___ EXERCISE TEXT

Dozens of representatives from community boards, hospitals, CUNY institutions and nonprofit organizations came to Queens Borough Hall in Kew Gardens last Wednesday, Feb. 20 to testify before Borough President Helen Marshall and members of her Borough Board to request funding for needs that ranged from $750,000 for equipment to localize and treat tumors to $10,000 to expand a program for deaf senior citizens.

The annual hearing was held in response to Mayor Michael Bloomberg’s proposed preliminary budget, released in January and valued at over $70 billion, for the fiscal year beginning July 1.

At the beginning of the hearing, Marshall stated that $1.6 million of her discretionary funding alone has not been continued. “This funding supports dozens of senior programs across the borough,” she said. “Without it, six senior centers will close, and four adult day care centers and transportation programs will cease.”

The Queens Borough Board consists of the borough president, the borough’s City Council delegation and the chairs of the 14 community boards. Among those on hand Wednesday morning were City Council Members Peter Vallone, Julissa Ferreras, Daniel Dromm, Dan Halloran, Ruben Wills and delegation leader Leroy Comrie.

Jonathan Gaska, district manager of Community Board 14, testified early on about the devastating effects of Hurricane Sandy and the Rockaway Peninsula’s ongoing recovery from the Oct. 29 natural disaster. He praised the many volunteers who came to Rockaway with a multitude of supplies, including dozens of pizzas.

Vallone also extolled the role of houses of worship in relief efforts in the wake of Sandy and their subsequent recovery needs.

______

## WHAT THE TASK ASKS
Rewrite the part of the hearing report that opens with "At the beginning" and closes with "leader Leroy Comrie.", substituting "senior day programs" for "adult day care centers". These records were taken from a different source than the hearing report.

___ DATASET CONTENT

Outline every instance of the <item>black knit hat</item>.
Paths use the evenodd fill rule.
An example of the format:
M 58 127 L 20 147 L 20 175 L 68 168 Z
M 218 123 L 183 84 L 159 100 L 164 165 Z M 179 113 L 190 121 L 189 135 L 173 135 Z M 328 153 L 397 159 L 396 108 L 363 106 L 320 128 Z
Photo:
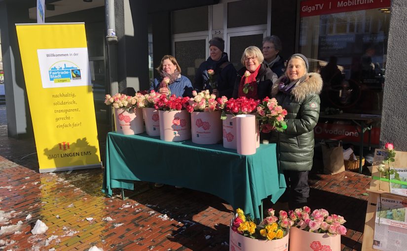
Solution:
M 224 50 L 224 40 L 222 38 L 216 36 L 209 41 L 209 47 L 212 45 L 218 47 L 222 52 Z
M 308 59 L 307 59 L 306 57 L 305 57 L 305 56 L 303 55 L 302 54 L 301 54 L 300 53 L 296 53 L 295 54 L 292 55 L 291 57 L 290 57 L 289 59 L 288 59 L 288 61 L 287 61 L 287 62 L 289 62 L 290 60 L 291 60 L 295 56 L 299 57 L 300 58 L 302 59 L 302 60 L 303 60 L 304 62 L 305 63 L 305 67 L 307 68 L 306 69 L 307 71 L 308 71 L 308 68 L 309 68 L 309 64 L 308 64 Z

______
___ DATASET CONTENT

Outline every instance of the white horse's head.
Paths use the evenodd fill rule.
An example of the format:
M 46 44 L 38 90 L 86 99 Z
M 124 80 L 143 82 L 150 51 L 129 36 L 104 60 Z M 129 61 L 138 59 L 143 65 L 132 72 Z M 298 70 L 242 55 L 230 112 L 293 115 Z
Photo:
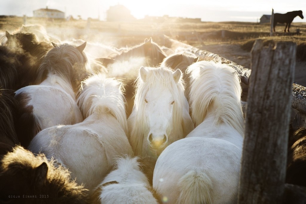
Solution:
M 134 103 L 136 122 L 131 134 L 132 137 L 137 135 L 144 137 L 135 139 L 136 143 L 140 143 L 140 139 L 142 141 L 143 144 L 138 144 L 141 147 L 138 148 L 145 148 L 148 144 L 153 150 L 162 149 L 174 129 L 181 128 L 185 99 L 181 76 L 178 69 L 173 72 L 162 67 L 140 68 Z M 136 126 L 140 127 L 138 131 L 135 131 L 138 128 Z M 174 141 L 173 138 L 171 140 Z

______

## EXPECTED ANSWER
At the beginning of the hearing, Marshall stated that $1.6 million of her discretionary funding alone has not been continued. “This funding supports dozens of senior programs across the borough,” she said. “Without it, six senior centers will close, and four senior day programs and transportation programs will cease.”

The Queens Borough Board consists of the borough president, the borough’s City Council delegation and the chairs of the 14 community boards. Among those on hand Wednesday morning were City Council Members Peter Vallone, Julissa Ferreras, Daniel Dromm, Dan Halloran, Ruben Wills and delegation leader Leroy Comrie.